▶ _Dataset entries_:

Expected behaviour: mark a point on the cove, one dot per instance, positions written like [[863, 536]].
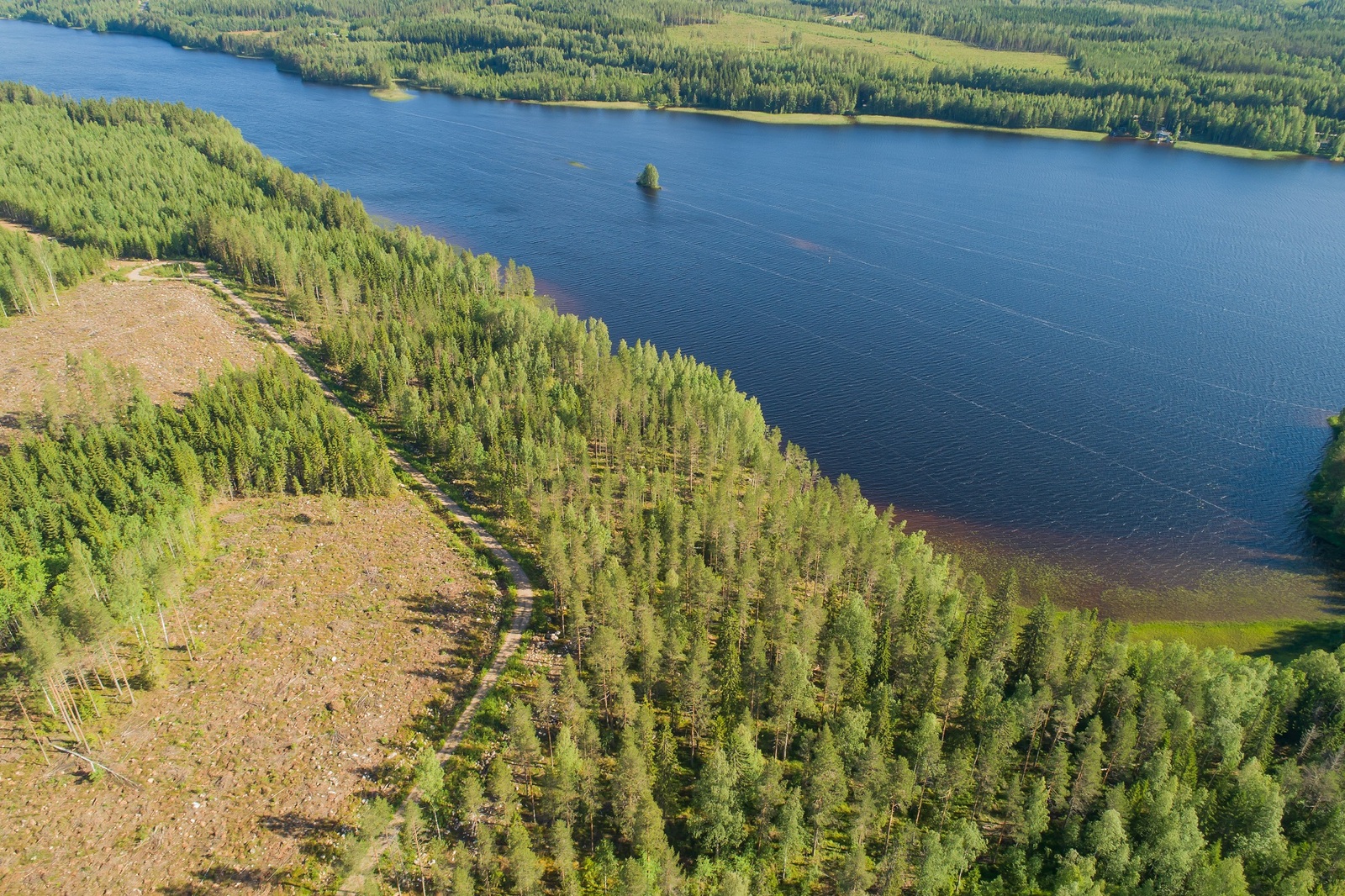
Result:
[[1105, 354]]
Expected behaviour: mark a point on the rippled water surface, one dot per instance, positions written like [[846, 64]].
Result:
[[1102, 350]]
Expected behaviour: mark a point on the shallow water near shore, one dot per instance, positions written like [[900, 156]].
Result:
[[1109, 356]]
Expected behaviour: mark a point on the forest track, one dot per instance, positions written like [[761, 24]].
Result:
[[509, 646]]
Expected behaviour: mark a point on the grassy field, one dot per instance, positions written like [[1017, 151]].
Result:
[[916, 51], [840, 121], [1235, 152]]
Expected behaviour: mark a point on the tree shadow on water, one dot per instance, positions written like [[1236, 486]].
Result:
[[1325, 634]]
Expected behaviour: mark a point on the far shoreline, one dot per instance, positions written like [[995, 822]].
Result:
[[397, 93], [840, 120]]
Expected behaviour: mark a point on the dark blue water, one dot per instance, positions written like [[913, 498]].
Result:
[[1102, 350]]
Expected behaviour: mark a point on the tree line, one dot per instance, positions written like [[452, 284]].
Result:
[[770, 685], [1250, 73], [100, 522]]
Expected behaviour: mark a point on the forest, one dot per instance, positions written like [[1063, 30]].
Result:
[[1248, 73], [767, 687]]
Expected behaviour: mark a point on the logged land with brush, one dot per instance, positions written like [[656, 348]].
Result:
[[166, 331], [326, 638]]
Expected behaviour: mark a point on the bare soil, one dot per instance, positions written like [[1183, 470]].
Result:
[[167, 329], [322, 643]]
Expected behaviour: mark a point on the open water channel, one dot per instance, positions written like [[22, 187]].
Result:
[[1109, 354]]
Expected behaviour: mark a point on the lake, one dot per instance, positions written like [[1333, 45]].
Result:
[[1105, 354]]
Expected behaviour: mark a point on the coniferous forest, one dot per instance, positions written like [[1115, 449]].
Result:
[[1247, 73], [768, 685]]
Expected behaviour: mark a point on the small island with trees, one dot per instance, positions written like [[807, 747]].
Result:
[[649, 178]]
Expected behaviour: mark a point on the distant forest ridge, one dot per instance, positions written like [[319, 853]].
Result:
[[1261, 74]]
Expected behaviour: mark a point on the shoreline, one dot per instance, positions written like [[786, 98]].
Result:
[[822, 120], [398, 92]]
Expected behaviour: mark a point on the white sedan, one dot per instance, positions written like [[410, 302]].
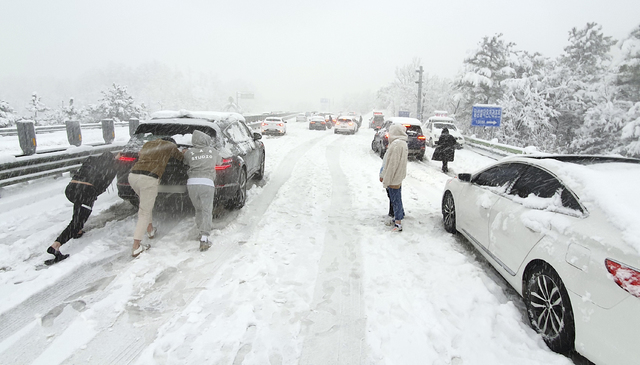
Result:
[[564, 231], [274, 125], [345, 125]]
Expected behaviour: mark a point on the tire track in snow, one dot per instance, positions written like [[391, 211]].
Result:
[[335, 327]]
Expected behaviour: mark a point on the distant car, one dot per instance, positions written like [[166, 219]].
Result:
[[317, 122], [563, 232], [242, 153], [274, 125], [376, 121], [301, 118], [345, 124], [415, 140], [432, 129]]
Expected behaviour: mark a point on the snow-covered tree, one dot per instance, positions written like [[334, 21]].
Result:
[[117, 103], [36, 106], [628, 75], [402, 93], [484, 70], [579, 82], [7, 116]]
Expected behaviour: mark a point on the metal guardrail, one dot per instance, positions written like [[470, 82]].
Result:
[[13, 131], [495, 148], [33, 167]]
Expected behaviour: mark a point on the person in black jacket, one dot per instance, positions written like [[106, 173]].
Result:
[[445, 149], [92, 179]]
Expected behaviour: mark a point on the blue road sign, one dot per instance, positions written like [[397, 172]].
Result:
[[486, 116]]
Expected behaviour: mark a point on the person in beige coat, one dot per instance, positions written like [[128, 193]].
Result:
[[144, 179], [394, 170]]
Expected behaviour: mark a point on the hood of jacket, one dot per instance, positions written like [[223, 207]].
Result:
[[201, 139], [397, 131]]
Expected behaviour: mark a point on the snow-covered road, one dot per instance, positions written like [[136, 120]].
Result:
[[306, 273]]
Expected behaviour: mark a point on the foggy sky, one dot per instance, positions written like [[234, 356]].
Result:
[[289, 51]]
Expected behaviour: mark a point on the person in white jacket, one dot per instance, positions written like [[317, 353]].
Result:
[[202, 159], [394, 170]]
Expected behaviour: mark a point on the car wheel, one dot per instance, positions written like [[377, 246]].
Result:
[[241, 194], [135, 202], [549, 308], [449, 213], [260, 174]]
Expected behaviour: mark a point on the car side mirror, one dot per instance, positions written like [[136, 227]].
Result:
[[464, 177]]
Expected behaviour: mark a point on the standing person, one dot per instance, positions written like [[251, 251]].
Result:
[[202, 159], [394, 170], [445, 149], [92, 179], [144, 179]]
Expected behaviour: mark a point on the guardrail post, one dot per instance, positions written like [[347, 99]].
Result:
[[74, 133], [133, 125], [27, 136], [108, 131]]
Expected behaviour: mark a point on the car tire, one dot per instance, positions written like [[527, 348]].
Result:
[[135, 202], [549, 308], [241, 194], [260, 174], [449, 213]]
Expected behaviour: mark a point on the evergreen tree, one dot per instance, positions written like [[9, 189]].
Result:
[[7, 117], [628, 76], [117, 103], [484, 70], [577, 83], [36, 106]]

* * *

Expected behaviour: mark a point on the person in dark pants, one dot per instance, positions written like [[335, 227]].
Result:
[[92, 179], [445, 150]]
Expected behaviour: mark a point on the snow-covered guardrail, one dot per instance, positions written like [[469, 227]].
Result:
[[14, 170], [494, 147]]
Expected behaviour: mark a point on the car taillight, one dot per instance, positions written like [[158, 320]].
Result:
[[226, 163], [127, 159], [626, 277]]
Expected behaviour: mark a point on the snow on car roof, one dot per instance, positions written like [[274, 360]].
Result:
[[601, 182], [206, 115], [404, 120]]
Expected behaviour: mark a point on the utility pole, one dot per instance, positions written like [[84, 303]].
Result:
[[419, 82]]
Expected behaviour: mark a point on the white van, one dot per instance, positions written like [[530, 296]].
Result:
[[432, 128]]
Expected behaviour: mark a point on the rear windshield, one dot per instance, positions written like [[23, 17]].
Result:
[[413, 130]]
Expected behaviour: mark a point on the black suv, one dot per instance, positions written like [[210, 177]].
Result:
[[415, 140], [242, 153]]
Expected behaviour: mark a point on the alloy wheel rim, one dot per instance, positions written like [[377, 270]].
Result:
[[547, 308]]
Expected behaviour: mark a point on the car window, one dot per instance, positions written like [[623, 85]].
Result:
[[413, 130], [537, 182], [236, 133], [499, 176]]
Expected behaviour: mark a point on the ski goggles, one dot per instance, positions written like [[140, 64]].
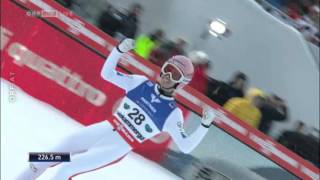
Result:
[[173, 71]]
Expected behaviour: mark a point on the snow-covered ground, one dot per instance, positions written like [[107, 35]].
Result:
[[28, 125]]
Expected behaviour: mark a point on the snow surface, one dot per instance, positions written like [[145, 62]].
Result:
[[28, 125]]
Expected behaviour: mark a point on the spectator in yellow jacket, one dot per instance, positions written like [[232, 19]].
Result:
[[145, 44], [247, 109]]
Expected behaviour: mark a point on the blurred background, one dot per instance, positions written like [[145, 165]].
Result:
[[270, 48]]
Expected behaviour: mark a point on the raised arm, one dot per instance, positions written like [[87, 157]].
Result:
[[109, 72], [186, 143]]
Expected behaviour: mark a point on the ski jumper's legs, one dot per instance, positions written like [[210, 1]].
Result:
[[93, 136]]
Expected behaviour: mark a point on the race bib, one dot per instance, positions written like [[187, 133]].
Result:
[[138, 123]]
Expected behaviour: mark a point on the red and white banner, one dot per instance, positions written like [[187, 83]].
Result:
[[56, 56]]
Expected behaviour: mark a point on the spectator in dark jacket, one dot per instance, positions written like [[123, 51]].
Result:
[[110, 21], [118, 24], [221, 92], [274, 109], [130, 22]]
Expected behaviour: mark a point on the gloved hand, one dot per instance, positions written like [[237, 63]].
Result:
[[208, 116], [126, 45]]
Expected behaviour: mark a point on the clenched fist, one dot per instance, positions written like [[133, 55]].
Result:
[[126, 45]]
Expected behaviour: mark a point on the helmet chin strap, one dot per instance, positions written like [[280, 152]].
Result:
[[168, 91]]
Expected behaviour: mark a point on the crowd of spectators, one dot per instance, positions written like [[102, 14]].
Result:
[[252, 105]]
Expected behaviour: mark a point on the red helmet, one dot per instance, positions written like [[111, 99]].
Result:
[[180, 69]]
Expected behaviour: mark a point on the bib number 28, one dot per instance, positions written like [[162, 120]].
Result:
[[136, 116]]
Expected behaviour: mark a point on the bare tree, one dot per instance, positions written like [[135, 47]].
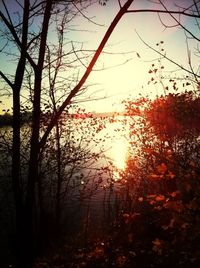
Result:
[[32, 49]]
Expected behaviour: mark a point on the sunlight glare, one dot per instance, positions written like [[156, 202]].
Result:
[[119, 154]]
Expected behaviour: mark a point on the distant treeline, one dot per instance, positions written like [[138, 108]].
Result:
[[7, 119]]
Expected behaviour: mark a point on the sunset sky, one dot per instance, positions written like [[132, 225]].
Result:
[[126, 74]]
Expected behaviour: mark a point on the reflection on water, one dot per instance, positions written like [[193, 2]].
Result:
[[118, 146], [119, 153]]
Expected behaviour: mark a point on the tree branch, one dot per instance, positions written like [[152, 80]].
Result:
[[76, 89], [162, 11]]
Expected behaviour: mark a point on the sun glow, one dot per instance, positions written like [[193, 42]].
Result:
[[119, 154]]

▶ _PROMPT_: How many lines of the records contain "person"? Answer with the number only.

▶ _WORKED SOLUTION_: 5